SET EXERCISE.
Find the line containing "[segment] white napkin". Retype it and every line after it through the end of the entries, exactly as written, with nothing added.

DATASET ENTRIES.

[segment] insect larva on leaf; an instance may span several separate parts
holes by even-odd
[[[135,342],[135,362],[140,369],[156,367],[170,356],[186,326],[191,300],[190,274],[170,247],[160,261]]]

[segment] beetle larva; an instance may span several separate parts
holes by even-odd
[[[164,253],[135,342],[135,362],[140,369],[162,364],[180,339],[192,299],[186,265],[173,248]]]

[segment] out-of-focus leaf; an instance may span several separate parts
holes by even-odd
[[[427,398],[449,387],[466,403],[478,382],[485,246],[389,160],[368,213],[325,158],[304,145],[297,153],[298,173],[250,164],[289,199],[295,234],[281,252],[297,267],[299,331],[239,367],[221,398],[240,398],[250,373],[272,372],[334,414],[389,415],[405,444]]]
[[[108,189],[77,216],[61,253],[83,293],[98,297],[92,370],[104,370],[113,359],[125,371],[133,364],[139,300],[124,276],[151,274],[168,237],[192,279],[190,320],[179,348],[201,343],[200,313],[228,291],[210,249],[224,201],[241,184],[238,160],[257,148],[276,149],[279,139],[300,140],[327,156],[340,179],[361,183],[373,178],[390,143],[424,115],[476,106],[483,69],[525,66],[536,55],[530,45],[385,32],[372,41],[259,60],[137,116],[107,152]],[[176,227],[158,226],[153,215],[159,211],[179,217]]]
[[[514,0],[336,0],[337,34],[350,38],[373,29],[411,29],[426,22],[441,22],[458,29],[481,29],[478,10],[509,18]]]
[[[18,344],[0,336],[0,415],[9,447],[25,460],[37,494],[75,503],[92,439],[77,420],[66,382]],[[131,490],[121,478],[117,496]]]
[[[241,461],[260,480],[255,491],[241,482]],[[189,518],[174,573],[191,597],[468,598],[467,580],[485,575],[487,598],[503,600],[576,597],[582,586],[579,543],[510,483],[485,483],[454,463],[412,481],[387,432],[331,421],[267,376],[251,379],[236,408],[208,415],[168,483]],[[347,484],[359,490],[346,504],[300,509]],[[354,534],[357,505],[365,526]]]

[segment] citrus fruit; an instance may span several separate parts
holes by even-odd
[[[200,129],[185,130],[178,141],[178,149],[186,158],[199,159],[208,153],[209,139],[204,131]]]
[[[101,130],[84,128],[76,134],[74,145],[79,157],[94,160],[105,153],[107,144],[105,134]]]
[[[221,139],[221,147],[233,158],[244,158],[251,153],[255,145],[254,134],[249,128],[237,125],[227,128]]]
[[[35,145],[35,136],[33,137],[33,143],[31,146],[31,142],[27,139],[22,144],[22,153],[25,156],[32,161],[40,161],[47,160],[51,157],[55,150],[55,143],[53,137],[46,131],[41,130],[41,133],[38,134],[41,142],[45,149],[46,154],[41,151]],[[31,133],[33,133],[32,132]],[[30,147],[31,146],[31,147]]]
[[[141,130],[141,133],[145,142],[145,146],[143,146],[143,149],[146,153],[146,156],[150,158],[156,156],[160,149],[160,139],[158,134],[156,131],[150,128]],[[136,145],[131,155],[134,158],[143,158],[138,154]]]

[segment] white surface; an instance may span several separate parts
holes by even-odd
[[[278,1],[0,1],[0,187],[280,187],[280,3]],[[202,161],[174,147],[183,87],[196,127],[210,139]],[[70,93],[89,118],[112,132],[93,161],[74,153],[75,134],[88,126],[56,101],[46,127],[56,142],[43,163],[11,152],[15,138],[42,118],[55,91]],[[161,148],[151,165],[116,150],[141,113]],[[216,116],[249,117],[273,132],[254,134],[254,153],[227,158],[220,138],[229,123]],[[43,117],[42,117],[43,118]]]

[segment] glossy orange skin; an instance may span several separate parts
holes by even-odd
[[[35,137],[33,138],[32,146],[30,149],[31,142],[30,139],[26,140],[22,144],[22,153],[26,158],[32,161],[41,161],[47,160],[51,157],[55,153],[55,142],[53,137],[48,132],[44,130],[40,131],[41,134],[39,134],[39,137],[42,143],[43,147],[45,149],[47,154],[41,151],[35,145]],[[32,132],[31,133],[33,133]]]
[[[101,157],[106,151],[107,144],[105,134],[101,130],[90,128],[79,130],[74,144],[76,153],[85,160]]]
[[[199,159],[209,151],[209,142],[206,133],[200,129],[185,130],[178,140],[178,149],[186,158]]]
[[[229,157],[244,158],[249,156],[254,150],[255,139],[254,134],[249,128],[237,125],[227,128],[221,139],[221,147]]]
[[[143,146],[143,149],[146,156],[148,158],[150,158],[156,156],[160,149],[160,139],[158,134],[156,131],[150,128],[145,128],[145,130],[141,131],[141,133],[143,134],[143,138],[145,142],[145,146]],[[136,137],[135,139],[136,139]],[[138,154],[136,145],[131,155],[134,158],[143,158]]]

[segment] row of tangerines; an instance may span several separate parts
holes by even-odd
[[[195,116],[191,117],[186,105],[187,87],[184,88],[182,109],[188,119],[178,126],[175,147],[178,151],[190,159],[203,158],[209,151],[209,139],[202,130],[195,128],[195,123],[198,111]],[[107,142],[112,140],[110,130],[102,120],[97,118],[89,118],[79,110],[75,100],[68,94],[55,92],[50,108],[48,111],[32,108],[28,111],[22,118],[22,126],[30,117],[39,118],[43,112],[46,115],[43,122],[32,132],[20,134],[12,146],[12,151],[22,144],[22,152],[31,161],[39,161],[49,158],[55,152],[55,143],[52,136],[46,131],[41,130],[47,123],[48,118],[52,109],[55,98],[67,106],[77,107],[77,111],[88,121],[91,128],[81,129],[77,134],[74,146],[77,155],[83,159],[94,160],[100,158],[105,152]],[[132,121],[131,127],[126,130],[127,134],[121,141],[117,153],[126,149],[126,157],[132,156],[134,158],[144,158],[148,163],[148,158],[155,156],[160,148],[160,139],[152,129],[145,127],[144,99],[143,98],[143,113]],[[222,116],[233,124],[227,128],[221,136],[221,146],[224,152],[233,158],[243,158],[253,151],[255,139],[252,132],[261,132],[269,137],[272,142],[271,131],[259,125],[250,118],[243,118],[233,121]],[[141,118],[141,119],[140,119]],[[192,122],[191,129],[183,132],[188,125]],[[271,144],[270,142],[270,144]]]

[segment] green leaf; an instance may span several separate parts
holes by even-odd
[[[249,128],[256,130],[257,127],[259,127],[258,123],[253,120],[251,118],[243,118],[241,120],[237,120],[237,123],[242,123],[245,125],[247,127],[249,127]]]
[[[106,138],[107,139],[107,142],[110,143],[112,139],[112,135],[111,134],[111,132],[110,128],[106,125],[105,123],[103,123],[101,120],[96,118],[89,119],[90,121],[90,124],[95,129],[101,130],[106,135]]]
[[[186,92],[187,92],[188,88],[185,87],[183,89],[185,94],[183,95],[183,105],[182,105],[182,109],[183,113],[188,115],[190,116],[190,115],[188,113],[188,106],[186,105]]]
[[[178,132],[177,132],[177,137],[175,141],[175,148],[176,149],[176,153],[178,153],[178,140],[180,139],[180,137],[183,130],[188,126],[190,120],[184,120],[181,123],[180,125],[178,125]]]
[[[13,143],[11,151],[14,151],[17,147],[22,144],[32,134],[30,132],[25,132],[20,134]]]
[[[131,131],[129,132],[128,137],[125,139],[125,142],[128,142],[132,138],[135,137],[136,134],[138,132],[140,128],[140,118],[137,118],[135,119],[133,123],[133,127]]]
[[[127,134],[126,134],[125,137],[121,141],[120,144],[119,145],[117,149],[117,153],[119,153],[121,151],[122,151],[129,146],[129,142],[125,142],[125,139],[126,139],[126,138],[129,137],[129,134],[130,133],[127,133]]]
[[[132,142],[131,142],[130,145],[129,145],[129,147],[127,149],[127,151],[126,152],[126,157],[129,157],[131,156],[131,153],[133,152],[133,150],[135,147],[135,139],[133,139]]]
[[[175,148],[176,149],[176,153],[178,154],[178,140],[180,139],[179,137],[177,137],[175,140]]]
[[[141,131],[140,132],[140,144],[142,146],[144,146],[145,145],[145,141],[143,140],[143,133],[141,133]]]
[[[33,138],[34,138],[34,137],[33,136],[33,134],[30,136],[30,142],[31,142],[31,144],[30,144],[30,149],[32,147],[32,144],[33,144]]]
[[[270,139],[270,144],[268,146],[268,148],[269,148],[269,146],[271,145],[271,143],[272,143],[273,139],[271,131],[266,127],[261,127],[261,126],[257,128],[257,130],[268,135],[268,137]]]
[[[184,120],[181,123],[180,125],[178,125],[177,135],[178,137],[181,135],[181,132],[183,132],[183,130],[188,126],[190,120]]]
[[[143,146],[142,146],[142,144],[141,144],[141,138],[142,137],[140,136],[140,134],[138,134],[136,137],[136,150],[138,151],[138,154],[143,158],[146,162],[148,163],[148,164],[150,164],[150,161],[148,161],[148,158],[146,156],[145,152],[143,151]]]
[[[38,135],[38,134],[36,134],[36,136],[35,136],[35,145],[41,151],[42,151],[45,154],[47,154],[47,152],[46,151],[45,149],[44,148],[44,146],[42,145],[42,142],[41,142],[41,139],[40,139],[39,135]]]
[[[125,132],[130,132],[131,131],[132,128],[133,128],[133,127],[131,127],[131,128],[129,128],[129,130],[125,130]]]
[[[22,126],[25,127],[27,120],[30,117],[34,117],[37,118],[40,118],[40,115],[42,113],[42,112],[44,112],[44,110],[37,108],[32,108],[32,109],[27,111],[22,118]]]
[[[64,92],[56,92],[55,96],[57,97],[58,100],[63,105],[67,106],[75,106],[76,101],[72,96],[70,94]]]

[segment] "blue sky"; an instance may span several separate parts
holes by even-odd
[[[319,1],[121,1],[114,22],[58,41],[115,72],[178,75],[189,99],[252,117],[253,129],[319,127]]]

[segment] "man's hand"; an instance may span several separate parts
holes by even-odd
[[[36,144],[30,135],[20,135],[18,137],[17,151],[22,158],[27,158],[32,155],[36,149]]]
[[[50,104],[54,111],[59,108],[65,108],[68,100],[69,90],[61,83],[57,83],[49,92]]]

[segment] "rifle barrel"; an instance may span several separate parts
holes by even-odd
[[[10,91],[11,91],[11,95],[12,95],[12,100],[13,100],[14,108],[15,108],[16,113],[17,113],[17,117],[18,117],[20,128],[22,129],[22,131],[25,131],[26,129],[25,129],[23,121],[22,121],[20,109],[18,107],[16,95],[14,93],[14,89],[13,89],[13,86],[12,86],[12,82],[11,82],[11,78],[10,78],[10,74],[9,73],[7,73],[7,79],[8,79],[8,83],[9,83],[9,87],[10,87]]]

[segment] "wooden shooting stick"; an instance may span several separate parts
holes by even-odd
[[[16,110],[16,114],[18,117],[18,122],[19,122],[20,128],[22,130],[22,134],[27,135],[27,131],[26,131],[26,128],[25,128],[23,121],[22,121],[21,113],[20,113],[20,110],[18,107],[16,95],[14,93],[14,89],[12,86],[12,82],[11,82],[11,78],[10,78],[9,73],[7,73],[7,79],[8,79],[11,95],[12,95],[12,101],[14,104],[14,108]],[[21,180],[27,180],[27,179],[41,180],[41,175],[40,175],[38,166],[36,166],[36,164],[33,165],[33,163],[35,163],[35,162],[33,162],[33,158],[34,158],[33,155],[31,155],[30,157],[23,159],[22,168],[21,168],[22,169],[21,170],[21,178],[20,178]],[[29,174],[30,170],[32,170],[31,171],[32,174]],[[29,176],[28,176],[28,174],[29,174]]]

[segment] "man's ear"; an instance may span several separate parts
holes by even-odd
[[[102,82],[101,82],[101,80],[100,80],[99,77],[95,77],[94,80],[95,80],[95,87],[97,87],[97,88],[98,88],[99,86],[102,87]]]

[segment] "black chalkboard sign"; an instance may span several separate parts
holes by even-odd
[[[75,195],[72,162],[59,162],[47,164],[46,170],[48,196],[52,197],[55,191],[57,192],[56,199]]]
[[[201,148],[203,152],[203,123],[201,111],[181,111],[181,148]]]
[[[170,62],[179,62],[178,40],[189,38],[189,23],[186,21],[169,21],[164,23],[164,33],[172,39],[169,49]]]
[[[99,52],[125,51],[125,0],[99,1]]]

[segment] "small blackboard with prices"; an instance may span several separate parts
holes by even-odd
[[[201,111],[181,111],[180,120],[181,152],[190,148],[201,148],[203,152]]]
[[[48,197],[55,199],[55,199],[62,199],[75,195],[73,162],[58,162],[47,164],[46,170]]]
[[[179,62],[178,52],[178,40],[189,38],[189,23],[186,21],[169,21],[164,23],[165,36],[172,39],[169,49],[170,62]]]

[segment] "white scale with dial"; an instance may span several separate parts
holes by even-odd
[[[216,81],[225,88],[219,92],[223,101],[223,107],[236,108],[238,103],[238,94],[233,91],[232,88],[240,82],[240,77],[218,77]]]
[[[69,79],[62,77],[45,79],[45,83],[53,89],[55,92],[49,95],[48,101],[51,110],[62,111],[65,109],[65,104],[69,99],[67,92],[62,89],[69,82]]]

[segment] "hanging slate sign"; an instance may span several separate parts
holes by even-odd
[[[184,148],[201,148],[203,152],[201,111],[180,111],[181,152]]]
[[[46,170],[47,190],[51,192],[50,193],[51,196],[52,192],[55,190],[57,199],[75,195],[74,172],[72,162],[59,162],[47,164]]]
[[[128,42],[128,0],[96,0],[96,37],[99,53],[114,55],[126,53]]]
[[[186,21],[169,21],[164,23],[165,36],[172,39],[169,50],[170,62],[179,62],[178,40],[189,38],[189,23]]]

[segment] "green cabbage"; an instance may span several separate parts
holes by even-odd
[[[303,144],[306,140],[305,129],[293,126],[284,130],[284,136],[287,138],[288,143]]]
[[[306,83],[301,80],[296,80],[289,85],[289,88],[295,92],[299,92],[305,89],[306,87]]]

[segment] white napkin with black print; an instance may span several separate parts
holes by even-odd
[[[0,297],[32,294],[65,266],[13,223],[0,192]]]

ANSWER FOR THE TASK.
[segment] white napkin with black print; an instance may span several separate parts
holes by even-odd
[[[0,297],[32,294],[65,266],[13,223],[0,192]]]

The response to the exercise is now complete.